MARGROVE INVESTMENT LIMITED v COAST WATER SERVICES BOARD AND MOMBASA WATER AND SEWERAGE CO. LTD [2007] KEHC 3049 (KLR) | Temporary Injunctions | Esheria

MARGROVE INVESTMENT LIMITED v COAST WATER SERVICES BOARD AND MOMBASA WATER AND SEWERAGE CO. LTD [2007] KEHC 3049 (KLR)

Full Case Text

REPUBLIC OF KENYA

IN THE HIGH COURT OF KENYA

AT MOMBASA

Civil Suit 172 of 2006

MARGROVE INVESTMENT LIMITED …………………………………PLAINTIFF

VERSUS

1.   COAST WATER SERVICES BOARD

2.   MOMBASA WATER AND SEWERAGE CO. LTD. ……........…DEFENDANTS

R U L I N G

Margrove Investments Ltd., the plaintiff herein filed a plaint against Coast Water Services Board and Mombasa Water and Sewerage Ltd, the defendants herein, in which it prayed for judgment as follows:

(a)    A declaration that the defendants are not entitled to enter, occupy or use the suit premises known as L.R. No. M.N./VI/3615 or any part thereof.

RECORD EXTRACTS:
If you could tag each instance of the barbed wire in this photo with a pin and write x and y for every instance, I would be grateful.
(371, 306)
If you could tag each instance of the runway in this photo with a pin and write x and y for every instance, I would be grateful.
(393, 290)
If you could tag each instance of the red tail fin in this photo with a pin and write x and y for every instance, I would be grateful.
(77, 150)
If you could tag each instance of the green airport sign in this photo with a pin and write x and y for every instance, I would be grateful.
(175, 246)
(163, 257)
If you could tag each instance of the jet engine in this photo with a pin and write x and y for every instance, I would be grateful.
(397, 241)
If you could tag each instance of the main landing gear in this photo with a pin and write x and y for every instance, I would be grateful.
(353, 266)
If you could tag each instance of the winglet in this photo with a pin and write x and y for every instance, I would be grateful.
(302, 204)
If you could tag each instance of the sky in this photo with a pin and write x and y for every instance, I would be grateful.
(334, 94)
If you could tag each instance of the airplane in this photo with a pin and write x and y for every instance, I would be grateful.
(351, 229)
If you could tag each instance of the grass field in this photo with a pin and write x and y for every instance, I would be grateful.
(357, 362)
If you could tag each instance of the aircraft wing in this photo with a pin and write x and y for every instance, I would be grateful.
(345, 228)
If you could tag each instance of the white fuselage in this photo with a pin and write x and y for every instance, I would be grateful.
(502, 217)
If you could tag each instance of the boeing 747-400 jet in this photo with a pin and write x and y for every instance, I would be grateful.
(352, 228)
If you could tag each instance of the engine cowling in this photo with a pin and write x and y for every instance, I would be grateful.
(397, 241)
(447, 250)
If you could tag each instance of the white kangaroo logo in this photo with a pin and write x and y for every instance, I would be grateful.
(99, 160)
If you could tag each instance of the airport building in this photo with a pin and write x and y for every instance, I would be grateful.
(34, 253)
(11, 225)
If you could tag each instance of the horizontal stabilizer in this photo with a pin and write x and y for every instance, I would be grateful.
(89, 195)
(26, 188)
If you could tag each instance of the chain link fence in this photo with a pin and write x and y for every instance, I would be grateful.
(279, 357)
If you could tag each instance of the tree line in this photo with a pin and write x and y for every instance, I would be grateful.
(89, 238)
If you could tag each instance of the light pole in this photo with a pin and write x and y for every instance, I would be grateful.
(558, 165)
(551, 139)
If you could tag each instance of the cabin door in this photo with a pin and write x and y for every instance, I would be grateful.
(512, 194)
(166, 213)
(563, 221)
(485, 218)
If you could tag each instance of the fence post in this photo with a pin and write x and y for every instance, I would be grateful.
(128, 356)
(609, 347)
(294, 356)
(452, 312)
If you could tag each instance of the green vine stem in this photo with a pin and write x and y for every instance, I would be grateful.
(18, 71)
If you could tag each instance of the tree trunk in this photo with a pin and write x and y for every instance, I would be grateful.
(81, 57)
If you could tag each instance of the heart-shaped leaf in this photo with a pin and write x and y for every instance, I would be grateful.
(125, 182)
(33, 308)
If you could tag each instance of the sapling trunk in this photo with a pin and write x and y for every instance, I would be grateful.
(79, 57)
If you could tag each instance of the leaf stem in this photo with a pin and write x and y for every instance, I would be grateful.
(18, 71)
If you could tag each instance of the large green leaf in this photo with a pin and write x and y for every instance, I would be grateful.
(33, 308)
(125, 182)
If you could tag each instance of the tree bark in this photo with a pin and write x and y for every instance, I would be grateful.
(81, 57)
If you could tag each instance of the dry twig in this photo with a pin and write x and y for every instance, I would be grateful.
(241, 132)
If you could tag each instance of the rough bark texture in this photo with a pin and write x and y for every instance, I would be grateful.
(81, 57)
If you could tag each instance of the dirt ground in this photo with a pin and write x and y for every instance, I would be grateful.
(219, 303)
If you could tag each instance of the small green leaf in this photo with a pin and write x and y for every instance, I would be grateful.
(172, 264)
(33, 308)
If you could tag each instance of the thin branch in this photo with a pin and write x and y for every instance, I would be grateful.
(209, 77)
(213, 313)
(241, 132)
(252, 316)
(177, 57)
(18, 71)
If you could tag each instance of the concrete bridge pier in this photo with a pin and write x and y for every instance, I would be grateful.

TASK GOAL:
Extract the passage of the court ruling from "(a)    A declaration" to "any part thereof." word for word.

FULL RESPONSE:
(a)    A declaration that the defendants are not entitled to enter, occupy or use the suit premises known as L.R. No. M.N./VI/3615 or any part thereof.